Your instructions
Rewrite the records below as a Markdown table with the columns Row and Line, from the line containing "One point goes on every instance of the basketball net" through the end of the records. Number each row and omit blank lines.

Source data:
◇ ◇ ◇ ◇ ◇

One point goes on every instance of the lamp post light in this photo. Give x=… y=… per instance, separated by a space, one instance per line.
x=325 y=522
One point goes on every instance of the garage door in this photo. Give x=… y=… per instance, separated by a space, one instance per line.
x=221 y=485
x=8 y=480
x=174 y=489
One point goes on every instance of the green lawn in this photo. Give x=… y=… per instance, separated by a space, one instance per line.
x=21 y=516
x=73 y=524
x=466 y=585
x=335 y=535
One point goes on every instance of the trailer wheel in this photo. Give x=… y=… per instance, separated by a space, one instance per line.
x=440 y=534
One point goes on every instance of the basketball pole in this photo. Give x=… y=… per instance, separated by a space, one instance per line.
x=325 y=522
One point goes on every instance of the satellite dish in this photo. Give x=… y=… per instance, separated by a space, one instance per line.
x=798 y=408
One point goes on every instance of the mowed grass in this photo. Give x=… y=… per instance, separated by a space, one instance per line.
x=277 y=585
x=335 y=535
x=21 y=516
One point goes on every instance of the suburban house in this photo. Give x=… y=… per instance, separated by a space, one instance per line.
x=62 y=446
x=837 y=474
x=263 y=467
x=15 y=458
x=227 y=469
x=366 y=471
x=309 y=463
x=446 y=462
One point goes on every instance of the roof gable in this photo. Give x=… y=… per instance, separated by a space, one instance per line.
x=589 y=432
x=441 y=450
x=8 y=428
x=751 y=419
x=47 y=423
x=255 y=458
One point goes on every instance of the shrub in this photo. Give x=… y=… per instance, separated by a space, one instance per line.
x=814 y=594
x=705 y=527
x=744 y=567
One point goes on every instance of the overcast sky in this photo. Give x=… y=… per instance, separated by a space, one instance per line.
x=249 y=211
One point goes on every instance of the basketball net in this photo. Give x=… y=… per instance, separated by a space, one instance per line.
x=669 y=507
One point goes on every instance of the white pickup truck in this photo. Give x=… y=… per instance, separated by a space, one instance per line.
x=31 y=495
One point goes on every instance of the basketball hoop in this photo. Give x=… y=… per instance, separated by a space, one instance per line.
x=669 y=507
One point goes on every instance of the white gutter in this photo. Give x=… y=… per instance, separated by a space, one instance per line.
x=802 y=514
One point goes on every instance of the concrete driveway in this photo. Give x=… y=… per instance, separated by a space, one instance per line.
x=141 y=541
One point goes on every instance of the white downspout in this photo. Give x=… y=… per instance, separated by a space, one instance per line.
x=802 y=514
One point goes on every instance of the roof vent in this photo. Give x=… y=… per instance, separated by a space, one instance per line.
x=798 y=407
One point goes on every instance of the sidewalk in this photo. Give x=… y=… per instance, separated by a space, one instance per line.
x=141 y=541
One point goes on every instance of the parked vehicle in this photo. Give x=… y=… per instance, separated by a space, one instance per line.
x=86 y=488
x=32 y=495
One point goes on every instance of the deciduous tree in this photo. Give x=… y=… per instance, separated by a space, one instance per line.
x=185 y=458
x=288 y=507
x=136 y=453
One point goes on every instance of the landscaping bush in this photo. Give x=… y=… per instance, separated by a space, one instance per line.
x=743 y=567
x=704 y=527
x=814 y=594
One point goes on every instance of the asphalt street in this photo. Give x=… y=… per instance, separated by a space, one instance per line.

◇ ◇ ◇ ◇ ◇

Written response
| Row | Line |
|---|---|
| 1 | One point goes on every instance of the basketball net in this photo. Give x=… y=… per instance, separated by a space, one instance per line. |
| 2 | x=669 y=507 |
| 3 | One point goes on every instance of the white pickup truck in this photo. Give x=… y=… per instance, separated by a space, one instance per line. |
| 4 | x=31 y=495 |
| 5 | One point goes on every instance of the basketball hoop in this photo. Give x=… y=… per instance, separated by a space, one instance per line. |
| 6 | x=669 y=507 |
| 7 | One point goes on every instance of the white gutter in this photo. Give x=… y=… per instance, separated by a space, one instance per line. |
| 8 | x=802 y=514 |
| 9 | One point goes on every instance of the concrete driveway in this photo. Give x=… y=… per instance, separated by a space, one instance per line. |
| 10 | x=141 y=541 |
| 11 | One point goes on every instance of the white downspout in this photo. Give x=… y=… per instance, separated by a space, one instance per line. |
| 12 | x=802 y=514 |
| 13 | One point goes on every instance of the roof vent in this photo. Give x=… y=… per instance, separated by a space, one instance per line. |
| 14 | x=798 y=407 |
| 15 | One point goes on every instance of the sidewalk in this photo. Give x=… y=… per instance, separated by a space, one instance per line. |
| 16 | x=141 y=541 |
| 17 | One point goes on every instance of the parked vehicle in this photo. Give x=… y=… per instance, separated by a space, one instance per line. |
| 18 | x=86 y=488 |
| 19 | x=32 y=495 |
| 20 | One point goes on every instance of the deciduous tree in this photo. Give x=… y=… per instance, separated by a space, one instance per line. |
| 21 | x=185 y=458 |
| 22 | x=288 y=507 |
| 23 | x=136 y=453 |
| 24 | One point goes on every instance of the landscaping bush in this photo. Give x=… y=… per instance, separated by a space, one instance per line. |
| 25 | x=743 y=567 |
| 26 | x=704 y=527 |
| 27 | x=814 y=594 |
| 28 | One point goes on every instance of the asphalt street in this photo. Give x=… y=… per instance, separated by a space, one instance per line. |